• [DIRECTIONS]
Print this span of the material below exactly: the line with "Target: blue sky", the line with "Target: blue cap", and every line between them, but nothing else.

• [MATERIAL FOR THIS EXERCISE]
● ● ● ● ● ● ●
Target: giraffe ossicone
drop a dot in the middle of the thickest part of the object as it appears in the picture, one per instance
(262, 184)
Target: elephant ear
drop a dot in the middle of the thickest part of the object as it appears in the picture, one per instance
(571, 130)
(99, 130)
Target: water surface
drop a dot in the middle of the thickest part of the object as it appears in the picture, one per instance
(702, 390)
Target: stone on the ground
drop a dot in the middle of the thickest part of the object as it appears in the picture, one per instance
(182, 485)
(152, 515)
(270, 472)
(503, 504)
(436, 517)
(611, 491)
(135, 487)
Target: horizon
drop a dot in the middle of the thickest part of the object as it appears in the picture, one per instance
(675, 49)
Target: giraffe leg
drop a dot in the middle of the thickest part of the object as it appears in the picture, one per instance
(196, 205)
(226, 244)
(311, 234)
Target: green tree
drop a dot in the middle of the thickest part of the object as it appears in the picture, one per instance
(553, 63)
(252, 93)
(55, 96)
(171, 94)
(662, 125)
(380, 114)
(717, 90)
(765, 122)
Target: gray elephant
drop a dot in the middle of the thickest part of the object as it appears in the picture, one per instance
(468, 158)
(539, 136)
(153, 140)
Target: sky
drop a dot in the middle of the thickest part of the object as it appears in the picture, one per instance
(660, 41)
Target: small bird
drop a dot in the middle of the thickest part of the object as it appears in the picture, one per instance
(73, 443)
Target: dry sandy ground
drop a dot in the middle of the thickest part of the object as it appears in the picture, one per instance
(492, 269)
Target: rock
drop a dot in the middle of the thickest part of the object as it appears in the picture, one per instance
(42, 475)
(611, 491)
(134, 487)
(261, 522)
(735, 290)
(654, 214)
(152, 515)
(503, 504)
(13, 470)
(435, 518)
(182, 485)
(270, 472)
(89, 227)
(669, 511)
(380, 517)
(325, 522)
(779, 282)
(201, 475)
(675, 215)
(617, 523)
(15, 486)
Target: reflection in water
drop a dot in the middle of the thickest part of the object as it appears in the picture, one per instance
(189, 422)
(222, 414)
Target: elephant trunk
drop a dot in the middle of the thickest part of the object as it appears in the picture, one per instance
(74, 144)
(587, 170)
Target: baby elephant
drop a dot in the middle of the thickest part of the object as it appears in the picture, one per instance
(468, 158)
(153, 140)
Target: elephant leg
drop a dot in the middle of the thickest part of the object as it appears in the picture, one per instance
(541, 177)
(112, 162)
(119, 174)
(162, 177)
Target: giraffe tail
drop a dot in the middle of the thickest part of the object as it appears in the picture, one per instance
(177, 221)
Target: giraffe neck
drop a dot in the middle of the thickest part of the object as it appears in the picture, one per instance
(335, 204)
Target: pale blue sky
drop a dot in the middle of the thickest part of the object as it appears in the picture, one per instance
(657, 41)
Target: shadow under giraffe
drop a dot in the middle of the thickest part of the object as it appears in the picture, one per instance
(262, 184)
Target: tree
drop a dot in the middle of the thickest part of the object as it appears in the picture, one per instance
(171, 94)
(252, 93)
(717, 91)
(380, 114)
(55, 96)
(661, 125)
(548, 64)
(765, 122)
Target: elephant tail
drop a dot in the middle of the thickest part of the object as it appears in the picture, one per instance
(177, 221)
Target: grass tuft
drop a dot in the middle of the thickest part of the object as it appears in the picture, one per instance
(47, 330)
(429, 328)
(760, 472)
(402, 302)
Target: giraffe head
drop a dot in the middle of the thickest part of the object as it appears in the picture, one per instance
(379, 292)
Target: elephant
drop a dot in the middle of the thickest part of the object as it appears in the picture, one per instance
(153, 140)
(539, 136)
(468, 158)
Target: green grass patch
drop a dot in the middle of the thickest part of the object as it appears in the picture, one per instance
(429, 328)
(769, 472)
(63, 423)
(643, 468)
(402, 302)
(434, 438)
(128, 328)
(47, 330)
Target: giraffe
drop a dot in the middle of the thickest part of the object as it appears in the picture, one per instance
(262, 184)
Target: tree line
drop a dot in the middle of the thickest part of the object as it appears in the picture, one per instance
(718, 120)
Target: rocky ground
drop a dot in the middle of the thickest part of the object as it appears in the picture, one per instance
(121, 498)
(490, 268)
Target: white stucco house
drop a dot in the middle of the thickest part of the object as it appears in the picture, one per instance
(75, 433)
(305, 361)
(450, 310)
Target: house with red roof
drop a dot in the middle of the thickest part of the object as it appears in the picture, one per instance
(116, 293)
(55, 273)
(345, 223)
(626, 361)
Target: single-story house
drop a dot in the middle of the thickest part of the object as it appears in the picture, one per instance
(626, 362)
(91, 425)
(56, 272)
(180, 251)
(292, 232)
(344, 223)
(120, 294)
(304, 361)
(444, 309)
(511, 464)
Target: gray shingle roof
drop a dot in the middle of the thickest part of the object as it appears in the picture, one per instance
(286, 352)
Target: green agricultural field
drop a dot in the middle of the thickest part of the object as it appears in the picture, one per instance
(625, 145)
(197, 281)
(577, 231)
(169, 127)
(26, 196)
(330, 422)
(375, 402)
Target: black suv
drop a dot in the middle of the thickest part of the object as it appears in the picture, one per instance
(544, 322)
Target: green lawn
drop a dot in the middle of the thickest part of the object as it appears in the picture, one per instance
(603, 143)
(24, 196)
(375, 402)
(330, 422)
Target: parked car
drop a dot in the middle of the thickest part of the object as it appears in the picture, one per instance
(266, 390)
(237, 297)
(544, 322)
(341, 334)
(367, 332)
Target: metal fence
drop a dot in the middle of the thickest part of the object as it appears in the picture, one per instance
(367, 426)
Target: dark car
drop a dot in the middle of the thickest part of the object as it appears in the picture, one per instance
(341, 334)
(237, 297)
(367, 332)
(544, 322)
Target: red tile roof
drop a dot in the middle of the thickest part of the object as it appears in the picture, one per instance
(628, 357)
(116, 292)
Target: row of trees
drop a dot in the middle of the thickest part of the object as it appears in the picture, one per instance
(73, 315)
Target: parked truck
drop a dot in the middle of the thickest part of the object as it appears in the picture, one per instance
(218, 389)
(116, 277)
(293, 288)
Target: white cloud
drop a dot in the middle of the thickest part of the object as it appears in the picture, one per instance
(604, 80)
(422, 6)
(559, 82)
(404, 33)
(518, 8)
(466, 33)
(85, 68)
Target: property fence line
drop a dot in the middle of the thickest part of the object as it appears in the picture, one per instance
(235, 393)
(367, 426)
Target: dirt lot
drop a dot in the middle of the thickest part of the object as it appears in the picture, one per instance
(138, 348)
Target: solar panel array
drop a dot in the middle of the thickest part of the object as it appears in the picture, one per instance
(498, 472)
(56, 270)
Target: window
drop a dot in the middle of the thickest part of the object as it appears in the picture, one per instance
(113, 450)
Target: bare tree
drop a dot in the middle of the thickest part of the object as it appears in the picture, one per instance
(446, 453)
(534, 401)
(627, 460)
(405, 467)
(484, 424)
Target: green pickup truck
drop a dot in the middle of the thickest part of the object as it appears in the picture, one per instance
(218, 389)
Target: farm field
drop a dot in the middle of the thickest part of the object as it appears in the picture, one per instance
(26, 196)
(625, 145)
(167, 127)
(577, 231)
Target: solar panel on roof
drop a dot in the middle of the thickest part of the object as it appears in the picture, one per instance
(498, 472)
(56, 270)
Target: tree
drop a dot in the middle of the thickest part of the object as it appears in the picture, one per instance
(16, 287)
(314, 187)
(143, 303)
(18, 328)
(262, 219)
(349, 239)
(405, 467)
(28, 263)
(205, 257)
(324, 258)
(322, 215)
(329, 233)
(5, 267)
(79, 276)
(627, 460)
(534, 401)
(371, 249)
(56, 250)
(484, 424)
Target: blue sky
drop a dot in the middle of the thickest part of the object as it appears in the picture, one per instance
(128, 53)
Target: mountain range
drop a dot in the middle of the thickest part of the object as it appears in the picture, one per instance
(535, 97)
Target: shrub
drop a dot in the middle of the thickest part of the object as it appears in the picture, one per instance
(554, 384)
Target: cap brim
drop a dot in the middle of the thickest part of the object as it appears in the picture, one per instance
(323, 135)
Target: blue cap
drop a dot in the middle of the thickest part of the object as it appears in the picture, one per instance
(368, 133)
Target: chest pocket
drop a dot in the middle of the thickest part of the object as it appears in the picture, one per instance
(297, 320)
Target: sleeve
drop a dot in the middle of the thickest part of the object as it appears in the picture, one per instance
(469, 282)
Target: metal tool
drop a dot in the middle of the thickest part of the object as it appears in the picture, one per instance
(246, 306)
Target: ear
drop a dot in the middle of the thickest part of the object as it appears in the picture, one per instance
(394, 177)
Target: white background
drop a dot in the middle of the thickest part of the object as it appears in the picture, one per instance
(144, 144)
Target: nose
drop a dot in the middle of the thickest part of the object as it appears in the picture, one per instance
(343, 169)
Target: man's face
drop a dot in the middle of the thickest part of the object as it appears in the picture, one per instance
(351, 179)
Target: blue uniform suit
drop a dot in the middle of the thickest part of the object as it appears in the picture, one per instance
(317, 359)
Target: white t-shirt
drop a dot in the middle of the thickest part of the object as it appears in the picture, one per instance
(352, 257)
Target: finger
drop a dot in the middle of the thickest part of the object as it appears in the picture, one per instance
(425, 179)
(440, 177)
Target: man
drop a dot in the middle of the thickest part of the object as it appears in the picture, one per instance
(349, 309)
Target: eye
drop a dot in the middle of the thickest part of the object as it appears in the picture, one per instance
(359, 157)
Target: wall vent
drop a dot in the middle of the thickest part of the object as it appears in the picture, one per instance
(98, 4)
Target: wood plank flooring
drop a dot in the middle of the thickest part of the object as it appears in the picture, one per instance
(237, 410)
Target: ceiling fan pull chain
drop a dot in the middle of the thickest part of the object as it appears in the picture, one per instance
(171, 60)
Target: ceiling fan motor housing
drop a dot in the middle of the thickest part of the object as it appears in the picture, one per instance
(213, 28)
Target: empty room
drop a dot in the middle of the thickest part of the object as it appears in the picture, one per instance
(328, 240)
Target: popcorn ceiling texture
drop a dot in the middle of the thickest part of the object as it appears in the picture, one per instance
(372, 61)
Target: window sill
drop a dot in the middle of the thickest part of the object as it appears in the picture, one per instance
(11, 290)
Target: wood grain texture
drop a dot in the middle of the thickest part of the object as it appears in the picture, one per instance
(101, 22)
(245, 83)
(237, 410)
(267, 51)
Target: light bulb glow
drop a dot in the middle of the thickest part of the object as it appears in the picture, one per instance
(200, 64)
● ● ● ● ● ● ●
• [SOLVED PROBLEM]
Target: blue sky
drop a dot in the middle of the thickest part of the object as it appears in the picture, one per instance
(128, 53)
Target: mountain range
drop a dot in the middle of the thickest part of the object as it appears in the picture, one per instance
(535, 97)
Target: shrub
drop a dot in the middle of the thickest part of the object as it appears in the picture, one per instance
(554, 384)
Target: cap brim
drop a dot in the middle of the thickest part of the object as it appears in the picture, one per instance
(323, 135)
Target: blue cap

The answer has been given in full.